[Dataset excerpts on object pointing]
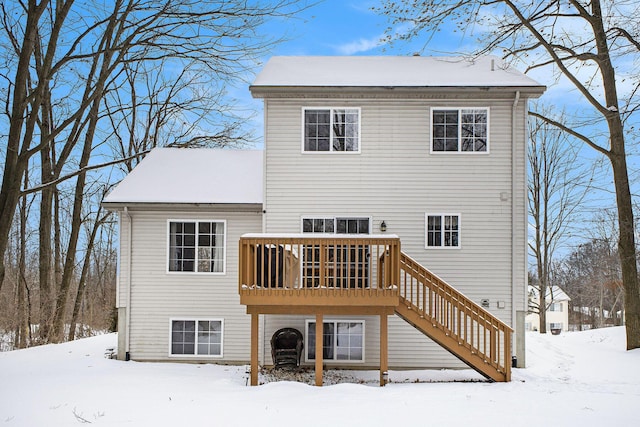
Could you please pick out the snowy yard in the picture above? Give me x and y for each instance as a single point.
(574, 379)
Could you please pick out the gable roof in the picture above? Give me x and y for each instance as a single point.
(192, 176)
(390, 71)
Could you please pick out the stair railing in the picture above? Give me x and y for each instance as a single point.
(466, 323)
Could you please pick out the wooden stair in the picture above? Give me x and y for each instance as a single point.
(455, 322)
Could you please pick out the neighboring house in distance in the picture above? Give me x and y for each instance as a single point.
(557, 316)
(389, 204)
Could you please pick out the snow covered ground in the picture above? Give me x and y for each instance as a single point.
(574, 379)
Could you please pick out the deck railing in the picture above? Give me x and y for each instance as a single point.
(273, 266)
(458, 323)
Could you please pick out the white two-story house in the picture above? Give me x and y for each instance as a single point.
(385, 220)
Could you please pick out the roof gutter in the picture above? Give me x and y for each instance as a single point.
(129, 258)
(513, 216)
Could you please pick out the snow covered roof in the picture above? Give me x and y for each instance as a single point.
(193, 176)
(390, 71)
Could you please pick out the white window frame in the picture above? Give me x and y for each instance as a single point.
(335, 219)
(195, 271)
(331, 150)
(555, 307)
(442, 245)
(459, 150)
(335, 322)
(196, 355)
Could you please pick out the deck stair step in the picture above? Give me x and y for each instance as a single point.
(455, 322)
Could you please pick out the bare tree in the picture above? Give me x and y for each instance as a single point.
(85, 76)
(557, 185)
(586, 43)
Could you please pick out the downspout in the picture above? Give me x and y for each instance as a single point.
(263, 318)
(129, 258)
(513, 217)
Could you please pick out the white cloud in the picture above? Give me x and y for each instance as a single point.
(360, 45)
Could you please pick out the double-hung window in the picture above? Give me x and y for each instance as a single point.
(331, 129)
(443, 231)
(197, 246)
(341, 340)
(196, 337)
(460, 130)
(555, 306)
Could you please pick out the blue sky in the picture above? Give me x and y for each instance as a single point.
(350, 27)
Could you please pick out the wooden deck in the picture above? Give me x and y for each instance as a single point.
(365, 275)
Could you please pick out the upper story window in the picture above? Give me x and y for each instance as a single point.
(331, 129)
(197, 246)
(555, 306)
(460, 130)
(443, 231)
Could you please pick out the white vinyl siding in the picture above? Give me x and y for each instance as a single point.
(395, 180)
(156, 297)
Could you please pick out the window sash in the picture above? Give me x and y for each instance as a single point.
(443, 231)
(331, 129)
(197, 246)
(196, 337)
(343, 340)
(460, 130)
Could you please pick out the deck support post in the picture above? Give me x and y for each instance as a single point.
(254, 349)
(384, 349)
(319, 348)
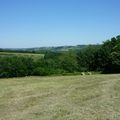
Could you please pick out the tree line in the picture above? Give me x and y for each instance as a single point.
(104, 58)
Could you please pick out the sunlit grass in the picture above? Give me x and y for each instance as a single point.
(89, 97)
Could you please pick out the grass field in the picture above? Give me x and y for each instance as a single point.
(92, 97)
(33, 55)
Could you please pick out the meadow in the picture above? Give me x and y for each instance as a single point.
(87, 97)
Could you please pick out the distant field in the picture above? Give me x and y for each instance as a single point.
(35, 56)
(92, 97)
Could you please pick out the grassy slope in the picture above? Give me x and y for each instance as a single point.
(95, 97)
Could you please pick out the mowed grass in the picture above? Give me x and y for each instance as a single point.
(32, 55)
(92, 97)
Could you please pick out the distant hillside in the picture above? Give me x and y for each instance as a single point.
(44, 49)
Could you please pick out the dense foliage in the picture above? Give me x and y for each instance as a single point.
(104, 58)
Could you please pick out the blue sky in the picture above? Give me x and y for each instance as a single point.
(36, 23)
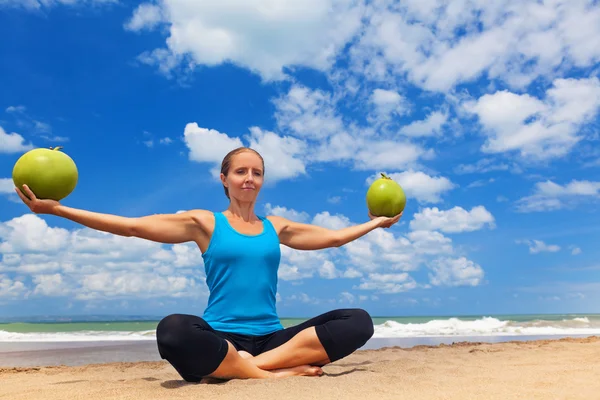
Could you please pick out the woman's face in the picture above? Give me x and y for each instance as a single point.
(245, 176)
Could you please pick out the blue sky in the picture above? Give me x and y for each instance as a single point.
(486, 115)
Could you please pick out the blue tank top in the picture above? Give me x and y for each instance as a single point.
(241, 274)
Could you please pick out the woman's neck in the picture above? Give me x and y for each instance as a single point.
(244, 211)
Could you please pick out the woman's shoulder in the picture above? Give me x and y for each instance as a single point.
(204, 218)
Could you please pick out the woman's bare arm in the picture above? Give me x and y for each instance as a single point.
(163, 228)
(312, 237)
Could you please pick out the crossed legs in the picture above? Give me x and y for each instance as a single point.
(195, 351)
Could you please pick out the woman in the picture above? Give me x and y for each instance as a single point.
(239, 334)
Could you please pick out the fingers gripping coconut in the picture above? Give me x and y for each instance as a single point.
(386, 200)
(43, 177)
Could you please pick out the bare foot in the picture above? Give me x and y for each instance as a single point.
(245, 354)
(302, 370)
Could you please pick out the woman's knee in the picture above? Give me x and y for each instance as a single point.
(362, 324)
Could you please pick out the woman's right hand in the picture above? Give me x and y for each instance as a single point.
(38, 206)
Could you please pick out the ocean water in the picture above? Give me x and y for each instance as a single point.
(140, 328)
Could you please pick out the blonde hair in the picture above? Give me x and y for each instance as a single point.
(226, 164)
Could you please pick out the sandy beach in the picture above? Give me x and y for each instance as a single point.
(542, 369)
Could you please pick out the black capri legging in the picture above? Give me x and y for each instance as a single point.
(196, 350)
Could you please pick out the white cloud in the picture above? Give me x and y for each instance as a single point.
(145, 16)
(7, 186)
(326, 220)
(309, 33)
(284, 212)
(387, 104)
(455, 272)
(10, 288)
(536, 128)
(388, 283)
(454, 220)
(381, 260)
(329, 271)
(481, 166)
(208, 145)
(430, 126)
(13, 143)
(88, 264)
(419, 186)
(438, 45)
(550, 196)
(303, 298)
(307, 113)
(538, 246)
(281, 154)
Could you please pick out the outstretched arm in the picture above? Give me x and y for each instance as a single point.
(313, 237)
(163, 228)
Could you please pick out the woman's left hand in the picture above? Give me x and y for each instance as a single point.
(385, 222)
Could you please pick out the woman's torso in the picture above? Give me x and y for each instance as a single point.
(206, 221)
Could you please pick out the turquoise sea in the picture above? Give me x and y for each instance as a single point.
(67, 340)
(119, 328)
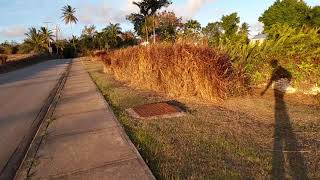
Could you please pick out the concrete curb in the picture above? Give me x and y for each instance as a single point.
(123, 133)
(16, 160)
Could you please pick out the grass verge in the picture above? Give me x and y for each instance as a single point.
(229, 140)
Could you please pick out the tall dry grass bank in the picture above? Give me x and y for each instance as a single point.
(182, 70)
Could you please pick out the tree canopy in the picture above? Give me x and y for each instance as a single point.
(146, 8)
(292, 12)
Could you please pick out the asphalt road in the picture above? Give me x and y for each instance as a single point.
(22, 94)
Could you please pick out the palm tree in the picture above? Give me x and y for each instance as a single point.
(112, 34)
(35, 40)
(148, 8)
(47, 35)
(68, 15)
(89, 31)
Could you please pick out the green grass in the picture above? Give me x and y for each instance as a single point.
(210, 142)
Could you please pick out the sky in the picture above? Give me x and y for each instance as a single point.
(18, 15)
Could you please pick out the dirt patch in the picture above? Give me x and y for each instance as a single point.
(159, 110)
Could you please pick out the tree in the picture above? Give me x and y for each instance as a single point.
(291, 12)
(146, 28)
(213, 31)
(89, 31)
(229, 24)
(192, 25)
(111, 35)
(47, 35)
(314, 16)
(68, 15)
(168, 25)
(128, 39)
(35, 40)
(147, 9)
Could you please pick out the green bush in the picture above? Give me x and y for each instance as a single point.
(69, 51)
(297, 50)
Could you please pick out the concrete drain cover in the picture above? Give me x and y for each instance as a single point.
(155, 111)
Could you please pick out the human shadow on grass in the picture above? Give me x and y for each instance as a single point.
(285, 141)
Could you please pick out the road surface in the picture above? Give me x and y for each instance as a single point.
(22, 95)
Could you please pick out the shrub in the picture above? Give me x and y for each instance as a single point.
(177, 69)
(69, 51)
(3, 59)
(297, 50)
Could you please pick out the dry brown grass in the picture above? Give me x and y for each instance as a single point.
(181, 70)
(232, 139)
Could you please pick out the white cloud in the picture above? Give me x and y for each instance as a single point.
(13, 31)
(190, 8)
(256, 28)
(100, 13)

▸ **THE TASK**: Return the lines from the line containing "Could you please pick out the green grass" to the end of the entries above, exactly as they appear and with no other output.

▸ **TASK SOLUTION**:
Could you please pick out the green grass in the picture above? Give me x and y for each instance as a single point.
(210, 142)
Could you please pick out the sky in the picture above? Give me x and y for each instance as a single point.
(18, 15)
Could you please pick out the dirt patch in the picture above? Give me x and y for each instance as a single point.
(159, 110)
Could you please pick out the tree in the picture above? Give me x and y for each instance as a single point.
(291, 12)
(146, 28)
(213, 31)
(89, 31)
(229, 24)
(192, 25)
(111, 35)
(47, 35)
(314, 16)
(68, 15)
(168, 25)
(128, 39)
(35, 40)
(147, 9)
Could you please pick out the green bush in the picture above? Give me x and y for each instance as a single point.
(69, 51)
(297, 50)
Could you please pick out the concrete drain cover in the picture above? Give me x and y for each instance as a single point.
(155, 111)
Could you please pick out the human shadow on grass in the picture above? Give me x and y for each instance as a single point.
(285, 141)
Could you please pick out the road surface in the picture above? Give me x and y for each instance as a single point.
(22, 95)
Could you please pick out the shrub in the picture above? Give me x and y for each instance as a single point.
(177, 69)
(69, 51)
(3, 59)
(297, 50)
Could you please pick out the dry brown grass in the picture above? Give me x and y for each instance as a single point.
(181, 70)
(232, 139)
Could you please pick out the white cloud in the picture above? Give me x and y for each instance as a single point.
(13, 31)
(190, 8)
(256, 28)
(100, 13)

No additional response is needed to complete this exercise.